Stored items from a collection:

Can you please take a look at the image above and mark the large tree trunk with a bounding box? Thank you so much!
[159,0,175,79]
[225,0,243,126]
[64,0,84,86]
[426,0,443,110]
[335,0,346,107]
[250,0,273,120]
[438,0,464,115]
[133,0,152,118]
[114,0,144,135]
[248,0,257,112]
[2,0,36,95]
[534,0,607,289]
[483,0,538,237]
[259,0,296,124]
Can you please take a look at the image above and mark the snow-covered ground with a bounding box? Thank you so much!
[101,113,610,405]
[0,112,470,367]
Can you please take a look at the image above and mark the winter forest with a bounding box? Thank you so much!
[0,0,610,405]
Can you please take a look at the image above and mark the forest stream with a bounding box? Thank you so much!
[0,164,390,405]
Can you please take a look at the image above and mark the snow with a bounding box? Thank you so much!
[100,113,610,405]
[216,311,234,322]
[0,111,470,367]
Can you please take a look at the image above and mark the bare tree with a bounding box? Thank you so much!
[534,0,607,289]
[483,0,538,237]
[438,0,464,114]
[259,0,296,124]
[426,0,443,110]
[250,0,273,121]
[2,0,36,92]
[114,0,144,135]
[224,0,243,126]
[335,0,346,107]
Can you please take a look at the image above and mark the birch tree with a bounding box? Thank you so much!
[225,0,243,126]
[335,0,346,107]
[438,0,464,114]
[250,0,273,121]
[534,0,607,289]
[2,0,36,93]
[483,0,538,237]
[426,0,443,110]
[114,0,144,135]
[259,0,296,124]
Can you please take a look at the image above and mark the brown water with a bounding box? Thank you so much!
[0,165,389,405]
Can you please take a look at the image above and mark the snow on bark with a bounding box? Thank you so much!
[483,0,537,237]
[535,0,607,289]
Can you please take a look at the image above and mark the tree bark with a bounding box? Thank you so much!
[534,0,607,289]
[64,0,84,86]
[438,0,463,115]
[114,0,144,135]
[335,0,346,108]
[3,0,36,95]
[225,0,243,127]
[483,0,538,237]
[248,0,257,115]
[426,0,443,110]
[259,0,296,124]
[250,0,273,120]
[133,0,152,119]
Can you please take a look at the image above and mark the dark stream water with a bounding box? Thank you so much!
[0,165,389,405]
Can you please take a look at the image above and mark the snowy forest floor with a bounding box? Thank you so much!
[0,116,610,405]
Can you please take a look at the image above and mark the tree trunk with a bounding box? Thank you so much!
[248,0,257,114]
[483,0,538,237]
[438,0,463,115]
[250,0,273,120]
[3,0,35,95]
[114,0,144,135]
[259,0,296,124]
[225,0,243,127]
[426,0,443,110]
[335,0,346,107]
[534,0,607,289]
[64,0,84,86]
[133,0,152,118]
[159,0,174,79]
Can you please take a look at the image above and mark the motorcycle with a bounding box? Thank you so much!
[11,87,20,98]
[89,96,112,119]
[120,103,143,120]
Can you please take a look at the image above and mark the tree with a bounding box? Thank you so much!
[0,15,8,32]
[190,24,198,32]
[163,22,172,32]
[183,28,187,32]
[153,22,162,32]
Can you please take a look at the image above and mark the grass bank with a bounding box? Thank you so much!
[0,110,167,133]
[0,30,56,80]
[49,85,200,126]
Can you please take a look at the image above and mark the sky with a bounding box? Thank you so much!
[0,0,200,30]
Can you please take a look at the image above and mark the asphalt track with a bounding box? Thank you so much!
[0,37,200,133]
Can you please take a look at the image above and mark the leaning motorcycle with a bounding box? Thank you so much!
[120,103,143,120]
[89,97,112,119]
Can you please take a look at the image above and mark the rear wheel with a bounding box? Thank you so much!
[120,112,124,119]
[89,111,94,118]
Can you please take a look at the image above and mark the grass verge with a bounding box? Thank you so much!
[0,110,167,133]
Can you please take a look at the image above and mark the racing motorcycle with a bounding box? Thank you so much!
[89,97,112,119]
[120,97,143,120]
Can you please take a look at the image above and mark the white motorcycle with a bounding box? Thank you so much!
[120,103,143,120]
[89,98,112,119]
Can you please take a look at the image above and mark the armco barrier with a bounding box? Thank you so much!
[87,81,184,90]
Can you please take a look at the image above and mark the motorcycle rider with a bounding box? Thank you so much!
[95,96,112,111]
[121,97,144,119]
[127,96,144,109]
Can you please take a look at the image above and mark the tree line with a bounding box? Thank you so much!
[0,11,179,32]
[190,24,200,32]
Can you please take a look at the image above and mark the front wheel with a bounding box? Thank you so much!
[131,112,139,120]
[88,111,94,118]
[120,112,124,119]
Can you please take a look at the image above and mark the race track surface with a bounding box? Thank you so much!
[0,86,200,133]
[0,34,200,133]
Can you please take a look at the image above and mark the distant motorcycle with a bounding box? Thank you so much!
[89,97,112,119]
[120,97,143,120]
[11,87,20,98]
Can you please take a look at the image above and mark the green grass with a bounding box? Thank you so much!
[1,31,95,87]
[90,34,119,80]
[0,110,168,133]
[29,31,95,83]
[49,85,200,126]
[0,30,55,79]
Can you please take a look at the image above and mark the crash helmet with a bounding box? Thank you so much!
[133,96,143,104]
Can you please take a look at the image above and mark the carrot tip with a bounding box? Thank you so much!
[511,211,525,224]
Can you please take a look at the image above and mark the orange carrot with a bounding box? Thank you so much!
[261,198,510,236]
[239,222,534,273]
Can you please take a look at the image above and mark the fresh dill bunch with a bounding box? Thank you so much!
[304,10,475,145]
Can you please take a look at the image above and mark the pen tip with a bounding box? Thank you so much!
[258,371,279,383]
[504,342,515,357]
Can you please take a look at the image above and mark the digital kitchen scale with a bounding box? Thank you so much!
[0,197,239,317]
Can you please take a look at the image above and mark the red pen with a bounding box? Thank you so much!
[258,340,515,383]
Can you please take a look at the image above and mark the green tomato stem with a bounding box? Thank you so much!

*Task statement*.
Rewrite every line of the data above, from the line containing "mark the digital" down to the line containing "[258,340,515,383]", both included. Multiply each bounding box coordinate in the answers by 1.15 and round it to a whole number, with halves going up, and leave all other lines as they are.

*Output for this task*.
Can you please take a look at the image above and mark the digital kitchen scale with a bounding box? Thank you so much!
[0,227,275,365]
Can you please take a look at the image above and mark the red pen with a bounding box? Thank you so much!
[297,391,592,440]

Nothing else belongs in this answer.